* Material supplied:
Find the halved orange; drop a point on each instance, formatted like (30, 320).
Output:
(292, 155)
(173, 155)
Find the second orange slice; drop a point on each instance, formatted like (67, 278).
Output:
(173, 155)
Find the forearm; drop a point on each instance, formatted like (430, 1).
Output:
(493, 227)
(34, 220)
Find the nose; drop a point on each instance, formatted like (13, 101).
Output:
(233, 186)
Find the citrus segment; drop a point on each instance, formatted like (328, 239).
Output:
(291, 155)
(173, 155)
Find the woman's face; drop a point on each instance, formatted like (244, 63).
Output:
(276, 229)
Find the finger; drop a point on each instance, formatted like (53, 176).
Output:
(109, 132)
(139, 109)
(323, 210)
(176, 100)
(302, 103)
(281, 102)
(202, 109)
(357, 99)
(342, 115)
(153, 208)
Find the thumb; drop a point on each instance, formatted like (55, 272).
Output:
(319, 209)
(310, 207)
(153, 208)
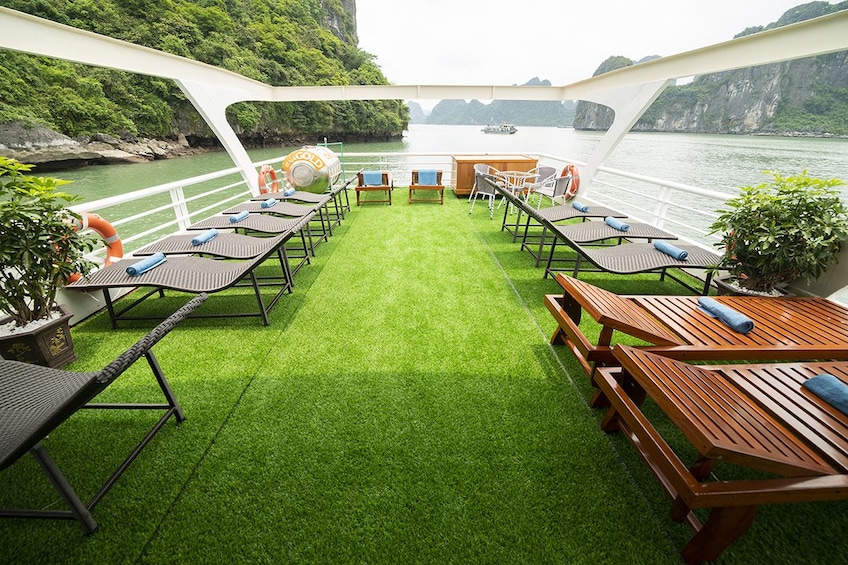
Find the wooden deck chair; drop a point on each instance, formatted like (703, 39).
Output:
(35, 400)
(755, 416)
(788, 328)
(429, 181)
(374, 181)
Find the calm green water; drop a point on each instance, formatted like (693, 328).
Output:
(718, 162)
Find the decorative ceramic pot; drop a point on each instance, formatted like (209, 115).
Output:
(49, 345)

* What you need to do: Work through the data above line by line and give the number of lines in which "like" occurs. Add nothing else.

* Response area: 11